[Passage given]
==============================

This appeal is against the Ruling by Federal High Court, Lagos (Lower Court) delivered on 23rd January, 2018 by which the Appellant’s Suit No: FHC/L/CS/475/2016 was struck out on the ground that its jurisdiction was not properly activated. The suit was commenced by way of an originating summons dated 30th March, 2016 but filed on the 5th April, 2016 with the following contents: –
1. A DECLARATION that the procedure for the nomination and/or sponsorship of candidates for elective offices recognized by the Electoral Act 2010 and the Constitution of the Federal Republic of Nigeria 1999, is within the exclusive domain of Section 87 of the Electoral Act 2010 (as amended) and Guideline of Political parties.
2. A DECLARATION that the conduct of the House of Representatives Primaries of the 1st Defendant conducted on the 7th of December 2014 was grossly in non-compliance with the provisions of Section 87 of the Electoral Act, 2010, the APC 2014 Guidelines for the Nomination of Candidates for Public Offices (hereinafter referred to as APC 2014 Guidelines) and therefore, unlawful, illegal, null and void.
3. A DECLARATION that in the circumstances of this case, the Plaintiff is entitled to reliefs sought having exhausted internal party mechanism to redress the non-compliance with the Electoral Act 2010 (as amended), APC 2014 Guidelines for the Nomination of Public Offices and the Constitution of the Federal Republic of Nigeria, 1999 (as amended).
4. A DECLARATION that the 2nd Defendant having remained in paid public service as a permanent secretary with the Lagos State Government as at December, 2014 was not eligible to contest for the House of Representatives Primary of the 1st Defendant and therefore his purported nomination by the 1st Defendant as its candidate for the House of Representatives election held on the 7th day of December, 2014 was in gross violation of Section 66(1)(f) of the 1999 Constitution Section 31(2)(5)(8) of the Electoral Act, 2010, Section 5 of the Lagos State Public Services Rules and the 1st Defendants Constitution and Electoral Guidelines and therefore unlawful, illegal, null and void.
5. A DECLARATION that it is unlawful for the 3rd Defendant to act on a candidate nominated by the 1st Defendant for the purpose of the general elections when such a candidate was elected in violation of the Electoral Act, 2010, and the electoral guidelines established by the 1st Defendant and the Constitution of the Federal Republic of Nigeria, 1999 (as amended).
6. AN ORDER of this Honourable Court directing the 1st Defendant to withdraw the nomination and sponsorship of the 2nd Defendant as the House of Representatives Flag bearer of the All Progressive Congress and to substitute the 1st Defendant with the Plaintiff for the House of Representatives Epe Federal Constituency election.
7. AN ORDER of this Honourable Court directing the 3rd Defendant to expunge the name of the 2nd Defendant from its register of House of Representatives candidates for the 2015 House of Representatives elections and/or withdraw the certificate of return issued to the 2nd defendant and to substitute the name of the 2nd Defendant with that of the Plaintiff as the nominated/winner of the December 7th, 2014 House of Representatives Primary Election for Efe Federal Constituency of the 1st Defendant.

==============================

[Problems to solve]
1 - Using the appeal excerpt, answer each question on its own line:
(a) On what date was the originating summons filed?
(b) What position did the 2nd Defendant hold with the Lagos State Government as at December, 2014?
(c) On what date were the 1st Defendant's House of Representatives Primaries conducted?
2 - Repeat the appeal excerpt word for word, from "5. A DECLARATION" up to and including "Federal Constituency election.".
The lines after the appeal excerpt are not needed.

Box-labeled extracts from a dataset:

==============================

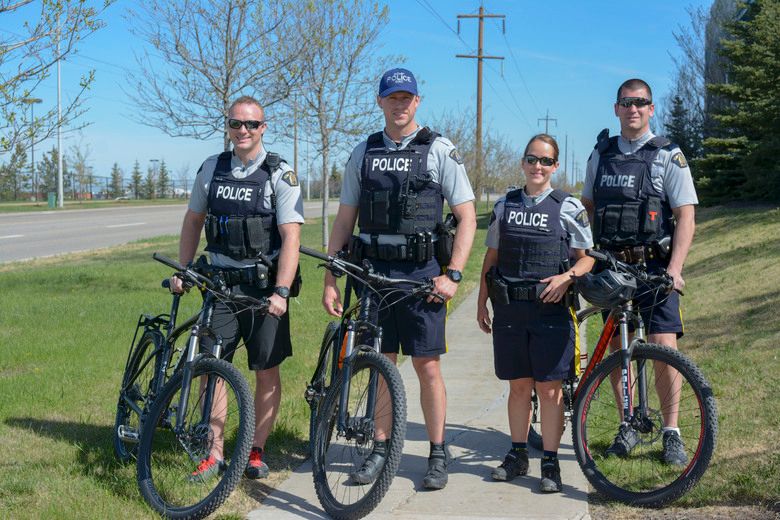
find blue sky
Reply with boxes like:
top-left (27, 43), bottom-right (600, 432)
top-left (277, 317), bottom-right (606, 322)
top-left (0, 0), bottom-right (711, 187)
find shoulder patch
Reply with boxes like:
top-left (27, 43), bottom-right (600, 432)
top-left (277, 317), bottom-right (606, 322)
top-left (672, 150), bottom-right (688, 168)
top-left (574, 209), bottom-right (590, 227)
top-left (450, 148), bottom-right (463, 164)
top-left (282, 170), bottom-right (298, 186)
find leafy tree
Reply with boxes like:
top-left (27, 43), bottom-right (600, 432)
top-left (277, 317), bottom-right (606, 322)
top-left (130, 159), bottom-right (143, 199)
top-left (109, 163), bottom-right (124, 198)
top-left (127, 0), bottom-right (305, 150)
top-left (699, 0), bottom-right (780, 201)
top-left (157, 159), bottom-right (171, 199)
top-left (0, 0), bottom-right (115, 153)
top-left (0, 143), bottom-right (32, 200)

==============================

[Expected answers]
1 -
(a) 5th April, 2016
(b) Permanent secretary
(c) 7th of December 2014

2 -
5. A DECLARATION that it is unlawful for the 3rd Defendant to act on a candidate nominated by the 1st Defendant for the purpose of the general elections when such a candidate was elected in violation of the Electoral Act, 2010, and the electoral guidelines established by the 1st Defendant and the Constitution of the Federal Republic of Nigeria, 1999 (as amended).
6. AN ORDER of this Honourable Court directing the 1st Defendant to withdraw the nomination and sponsorship of the 2nd Defendant as the House of Representatives Flag bearer of the All Progressive Congress and to substitute the 1st Defendant with the Plaintiff for the House of Representatives Epe Federal Constituency election.